■ TASK DETAILS
Please quote only the lines that start at the one with "indicate the dog's head, one dot per instance" and go on to the last line of the data, both ends kept.

■ DATA PROVIDED
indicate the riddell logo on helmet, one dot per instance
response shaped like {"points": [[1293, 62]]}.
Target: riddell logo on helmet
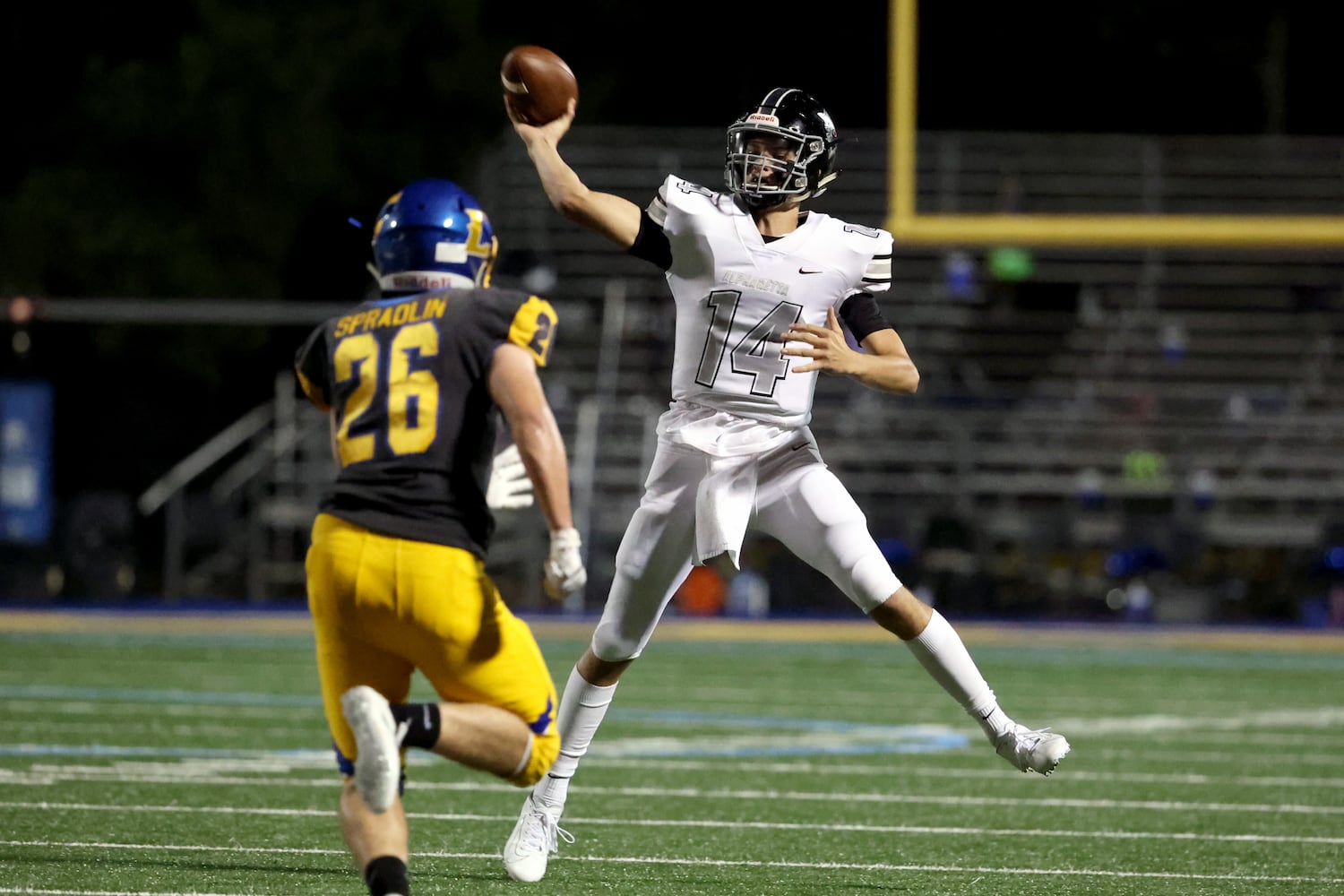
{"points": [[424, 281]]}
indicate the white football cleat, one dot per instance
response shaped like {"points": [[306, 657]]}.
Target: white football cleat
{"points": [[1029, 750], [378, 767], [532, 841]]}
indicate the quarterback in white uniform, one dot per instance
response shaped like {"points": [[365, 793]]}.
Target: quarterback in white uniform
{"points": [[761, 290]]}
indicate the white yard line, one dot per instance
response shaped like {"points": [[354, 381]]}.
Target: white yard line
{"points": [[650, 860], [701, 823]]}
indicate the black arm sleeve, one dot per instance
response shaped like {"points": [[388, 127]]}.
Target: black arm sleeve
{"points": [[862, 316], [650, 244]]}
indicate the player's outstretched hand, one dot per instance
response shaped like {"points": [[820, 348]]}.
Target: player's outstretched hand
{"points": [[551, 131], [825, 346], [510, 487], [564, 573]]}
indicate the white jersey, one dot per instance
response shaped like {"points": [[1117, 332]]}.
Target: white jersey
{"points": [[736, 293]]}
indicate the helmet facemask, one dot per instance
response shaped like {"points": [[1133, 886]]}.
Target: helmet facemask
{"points": [[433, 236], [782, 152]]}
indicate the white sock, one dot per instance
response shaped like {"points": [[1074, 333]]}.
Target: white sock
{"points": [[582, 710], [943, 654]]}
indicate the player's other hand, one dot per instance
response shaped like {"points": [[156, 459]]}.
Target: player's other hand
{"points": [[551, 131], [564, 573], [510, 487]]}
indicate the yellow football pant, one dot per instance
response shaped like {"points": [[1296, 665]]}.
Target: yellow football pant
{"points": [[383, 607]]}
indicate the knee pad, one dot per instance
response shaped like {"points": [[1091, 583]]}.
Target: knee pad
{"points": [[540, 758]]}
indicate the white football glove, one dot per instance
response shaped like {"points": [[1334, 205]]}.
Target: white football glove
{"points": [[510, 487], [564, 570]]}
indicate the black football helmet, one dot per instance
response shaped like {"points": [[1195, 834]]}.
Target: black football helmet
{"points": [[800, 120]]}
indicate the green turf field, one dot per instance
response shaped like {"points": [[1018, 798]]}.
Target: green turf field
{"points": [[145, 755]]}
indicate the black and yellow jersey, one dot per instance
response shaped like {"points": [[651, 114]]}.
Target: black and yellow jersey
{"points": [[406, 379]]}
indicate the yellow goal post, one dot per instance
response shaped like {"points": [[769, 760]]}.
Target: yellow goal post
{"points": [[1139, 231]]}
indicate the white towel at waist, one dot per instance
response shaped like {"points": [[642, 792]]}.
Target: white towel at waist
{"points": [[723, 504]]}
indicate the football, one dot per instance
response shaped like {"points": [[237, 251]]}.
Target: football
{"points": [[538, 85]]}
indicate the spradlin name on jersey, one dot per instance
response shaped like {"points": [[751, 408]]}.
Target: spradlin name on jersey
{"points": [[408, 312]]}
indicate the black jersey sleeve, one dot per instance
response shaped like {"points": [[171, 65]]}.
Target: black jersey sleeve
{"points": [[650, 244], [311, 368], [862, 316]]}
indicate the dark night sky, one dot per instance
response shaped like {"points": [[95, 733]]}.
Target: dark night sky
{"points": [[183, 148]]}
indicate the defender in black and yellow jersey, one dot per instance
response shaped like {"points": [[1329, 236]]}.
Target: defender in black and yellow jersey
{"points": [[414, 383]]}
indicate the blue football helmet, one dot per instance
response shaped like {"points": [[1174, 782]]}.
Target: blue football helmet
{"points": [[432, 234]]}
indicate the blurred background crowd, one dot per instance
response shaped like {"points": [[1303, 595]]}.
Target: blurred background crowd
{"points": [[1134, 435]]}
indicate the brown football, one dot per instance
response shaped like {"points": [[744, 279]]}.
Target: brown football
{"points": [[538, 85]]}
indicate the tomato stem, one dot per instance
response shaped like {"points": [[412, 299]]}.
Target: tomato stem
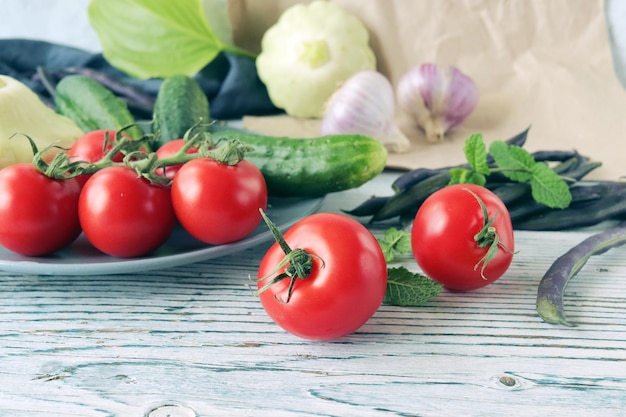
{"points": [[146, 165], [487, 237], [298, 263]]}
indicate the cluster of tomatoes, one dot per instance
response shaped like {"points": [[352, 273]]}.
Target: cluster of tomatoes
{"points": [[323, 279], [122, 213]]}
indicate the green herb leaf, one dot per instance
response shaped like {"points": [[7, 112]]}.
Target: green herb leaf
{"points": [[405, 288], [147, 38], [395, 241], [466, 176], [514, 162], [548, 188], [476, 154]]}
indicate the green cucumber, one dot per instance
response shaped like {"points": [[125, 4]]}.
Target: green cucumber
{"points": [[93, 106], [180, 104], [311, 167]]}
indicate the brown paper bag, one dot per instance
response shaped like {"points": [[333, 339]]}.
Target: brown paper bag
{"points": [[543, 64]]}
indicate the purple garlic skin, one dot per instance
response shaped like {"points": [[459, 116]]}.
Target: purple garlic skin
{"points": [[365, 104], [438, 98]]}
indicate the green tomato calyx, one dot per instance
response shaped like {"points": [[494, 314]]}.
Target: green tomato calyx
{"points": [[487, 237], [297, 263], [315, 53]]}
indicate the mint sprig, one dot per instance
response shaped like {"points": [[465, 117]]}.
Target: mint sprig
{"points": [[407, 289], [395, 242], [404, 288], [518, 165]]}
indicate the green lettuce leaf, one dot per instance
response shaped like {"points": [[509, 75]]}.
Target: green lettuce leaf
{"points": [[161, 38]]}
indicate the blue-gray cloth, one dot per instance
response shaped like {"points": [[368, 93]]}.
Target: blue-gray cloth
{"points": [[230, 81]]}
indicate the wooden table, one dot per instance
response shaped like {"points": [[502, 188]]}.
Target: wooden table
{"points": [[193, 341]]}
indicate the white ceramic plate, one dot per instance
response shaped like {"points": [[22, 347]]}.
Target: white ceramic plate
{"points": [[81, 258]]}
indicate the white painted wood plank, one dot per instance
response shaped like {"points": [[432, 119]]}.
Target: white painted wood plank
{"points": [[195, 336]]}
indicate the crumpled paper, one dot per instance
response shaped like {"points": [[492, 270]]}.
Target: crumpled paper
{"points": [[537, 63]]}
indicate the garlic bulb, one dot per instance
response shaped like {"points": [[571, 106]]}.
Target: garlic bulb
{"points": [[365, 105], [438, 98]]}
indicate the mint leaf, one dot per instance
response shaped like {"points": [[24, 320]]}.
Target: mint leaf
{"points": [[514, 162], [548, 188], [466, 176], [405, 288], [476, 154], [395, 241]]}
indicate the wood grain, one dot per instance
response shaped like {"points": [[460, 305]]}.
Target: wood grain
{"points": [[195, 339]]}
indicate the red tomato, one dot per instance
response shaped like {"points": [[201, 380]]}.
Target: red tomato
{"points": [[38, 214], [218, 203], [123, 215], [345, 287], [168, 149], [443, 237]]}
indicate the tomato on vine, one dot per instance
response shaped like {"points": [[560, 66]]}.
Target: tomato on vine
{"points": [[38, 214], [324, 278], [217, 201], [462, 237], [123, 214]]}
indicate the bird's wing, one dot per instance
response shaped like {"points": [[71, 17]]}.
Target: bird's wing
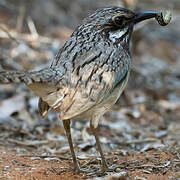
{"points": [[89, 82]]}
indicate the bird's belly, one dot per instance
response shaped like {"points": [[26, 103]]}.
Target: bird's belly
{"points": [[105, 105]]}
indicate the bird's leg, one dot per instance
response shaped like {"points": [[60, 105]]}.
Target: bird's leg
{"points": [[77, 169], [66, 124], [94, 131]]}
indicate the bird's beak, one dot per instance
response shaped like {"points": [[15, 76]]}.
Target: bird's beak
{"points": [[141, 16]]}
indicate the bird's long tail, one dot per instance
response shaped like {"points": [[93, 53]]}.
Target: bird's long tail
{"points": [[27, 77]]}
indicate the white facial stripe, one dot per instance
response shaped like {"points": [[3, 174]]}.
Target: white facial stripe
{"points": [[113, 36]]}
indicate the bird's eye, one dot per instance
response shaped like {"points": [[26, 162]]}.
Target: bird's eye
{"points": [[117, 20]]}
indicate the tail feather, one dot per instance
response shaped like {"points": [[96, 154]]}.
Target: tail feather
{"points": [[27, 77]]}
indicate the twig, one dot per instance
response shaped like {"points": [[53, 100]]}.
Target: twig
{"points": [[151, 166], [20, 18], [32, 28], [46, 156], [148, 140], [8, 34], [28, 143]]}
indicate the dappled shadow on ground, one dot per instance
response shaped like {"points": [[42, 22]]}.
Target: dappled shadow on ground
{"points": [[141, 134]]}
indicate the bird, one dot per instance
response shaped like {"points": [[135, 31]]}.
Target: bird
{"points": [[89, 73]]}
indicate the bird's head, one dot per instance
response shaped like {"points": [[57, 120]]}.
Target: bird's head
{"points": [[115, 24]]}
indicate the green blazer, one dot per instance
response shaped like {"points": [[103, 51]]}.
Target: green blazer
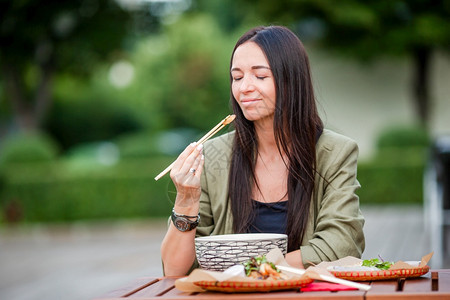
{"points": [[335, 227]]}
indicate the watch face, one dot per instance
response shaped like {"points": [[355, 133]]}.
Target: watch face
{"points": [[181, 224]]}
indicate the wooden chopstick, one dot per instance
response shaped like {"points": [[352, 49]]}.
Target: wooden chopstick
{"points": [[228, 119], [364, 287]]}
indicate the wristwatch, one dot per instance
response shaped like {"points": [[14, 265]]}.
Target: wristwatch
{"points": [[183, 222]]}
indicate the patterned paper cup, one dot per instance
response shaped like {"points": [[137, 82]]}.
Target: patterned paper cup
{"points": [[219, 252]]}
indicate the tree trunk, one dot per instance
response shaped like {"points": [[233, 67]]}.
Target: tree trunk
{"points": [[421, 75], [15, 94], [28, 115]]}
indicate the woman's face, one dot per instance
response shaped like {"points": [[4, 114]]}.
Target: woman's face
{"points": [[253, 85]]}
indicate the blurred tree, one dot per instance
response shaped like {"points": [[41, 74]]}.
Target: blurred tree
{"points": [[370, 29], [40, 39]]}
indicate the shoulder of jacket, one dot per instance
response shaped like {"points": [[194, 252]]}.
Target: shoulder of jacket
{"points": [[222, 144], [330, 141]]}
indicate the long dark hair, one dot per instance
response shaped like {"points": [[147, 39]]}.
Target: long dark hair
{"points": [[296, 128]]}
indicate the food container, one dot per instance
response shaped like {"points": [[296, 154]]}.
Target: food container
{"points": [[219, 252]]}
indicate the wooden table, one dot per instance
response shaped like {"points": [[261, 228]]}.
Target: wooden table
{"points": [[433, 285]]}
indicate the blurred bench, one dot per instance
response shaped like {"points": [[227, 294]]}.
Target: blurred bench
{"points": [[437, 201]]}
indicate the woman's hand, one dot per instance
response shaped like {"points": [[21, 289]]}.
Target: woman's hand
{"points": [[186, 173]]}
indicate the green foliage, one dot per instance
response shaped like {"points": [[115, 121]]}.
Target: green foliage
{"points": [[181, 76], [27, 147], [89, 119], [364, 29], [66, 193], [395, 174], [390, 184]]}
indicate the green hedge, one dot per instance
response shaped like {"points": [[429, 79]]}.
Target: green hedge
{"points": [[390, 184], [55, 192]]}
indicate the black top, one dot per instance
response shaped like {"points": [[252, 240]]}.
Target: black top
{"points": [[269, 217]]}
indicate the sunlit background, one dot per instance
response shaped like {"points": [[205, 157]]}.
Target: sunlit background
{"points": [[98, 96]]}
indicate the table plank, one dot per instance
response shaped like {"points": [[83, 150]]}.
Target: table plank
{"points": [[157, 289], [130, 288], [413, 288]]}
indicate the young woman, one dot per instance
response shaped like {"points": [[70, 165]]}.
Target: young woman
{"points": [[279, 171]]}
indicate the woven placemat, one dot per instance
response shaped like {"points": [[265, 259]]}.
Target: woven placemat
{"points": [[253, 286], [381, 274]]}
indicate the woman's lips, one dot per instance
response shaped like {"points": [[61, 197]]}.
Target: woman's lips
{"points": [[249, 101]]}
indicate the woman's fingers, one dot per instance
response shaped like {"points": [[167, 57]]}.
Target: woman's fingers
{"points": [[187, 164], [197, 166], [190, 161], [182, 157]]}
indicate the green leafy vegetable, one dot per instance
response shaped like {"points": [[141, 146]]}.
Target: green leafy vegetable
{"points": [[377, 263], [255, 263]]}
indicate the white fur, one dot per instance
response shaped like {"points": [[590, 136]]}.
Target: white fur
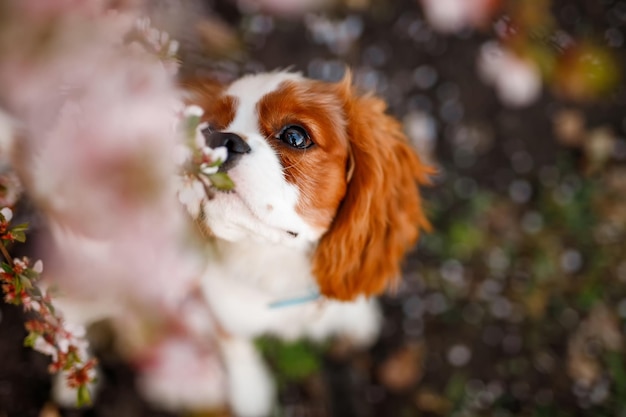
{"points": [[259, 263], [262, 208]]}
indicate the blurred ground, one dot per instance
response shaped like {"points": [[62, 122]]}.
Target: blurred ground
{"points": [[516, 304]]}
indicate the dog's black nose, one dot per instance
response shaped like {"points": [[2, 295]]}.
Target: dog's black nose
{"points": [[235, 145]]}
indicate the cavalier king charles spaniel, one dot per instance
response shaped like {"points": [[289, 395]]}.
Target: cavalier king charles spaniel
{"points": [[325, 205]]}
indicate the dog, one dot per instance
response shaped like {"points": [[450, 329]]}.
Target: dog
{"points": [[326, 204]]}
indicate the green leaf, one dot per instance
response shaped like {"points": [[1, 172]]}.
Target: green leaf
{"points": [[294, 361], [221, 181]]}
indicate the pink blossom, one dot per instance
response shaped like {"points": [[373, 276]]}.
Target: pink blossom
{"points": [[517, 81], [455, 15]]}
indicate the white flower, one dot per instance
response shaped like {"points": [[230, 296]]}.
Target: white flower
{"points": [[517, 81], [38, 266], [215, 154], [191, 194], [46, 348]]}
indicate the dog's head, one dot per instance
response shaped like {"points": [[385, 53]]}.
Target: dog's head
{"points": [[315, 165]]}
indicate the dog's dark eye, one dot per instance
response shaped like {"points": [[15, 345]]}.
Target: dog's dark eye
{"points": [[295, 136]]}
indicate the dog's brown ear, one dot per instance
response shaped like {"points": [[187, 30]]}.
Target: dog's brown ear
{"points": [[381, 215]]}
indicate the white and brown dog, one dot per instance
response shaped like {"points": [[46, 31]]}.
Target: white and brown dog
{"points": [[326, 204]]}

■ FINAL RESULT
indicate the dog's head, one dot per instance
response shaped like {"points": [[385, 53]]}.
Target: dog's head
{"points": [[315, 165]]}
indicate the dog's dark eye, one dot per instance
response shaped like {"points": [[15, 345]]}.
Target: dog's dark eye
{"points": [[295, 136]]}
indicate the dog's brown ear, one dot per instance
response shaped like {"points": [[187, 30]]}.
Target: dog's brown ear
{"points": [[381, 215]]}
indicate the white and brown dog, one dot per instance
response shaped like {"points": [[46, 31]]}.
Target: white and brown dog
{"points": [[326, 204]]}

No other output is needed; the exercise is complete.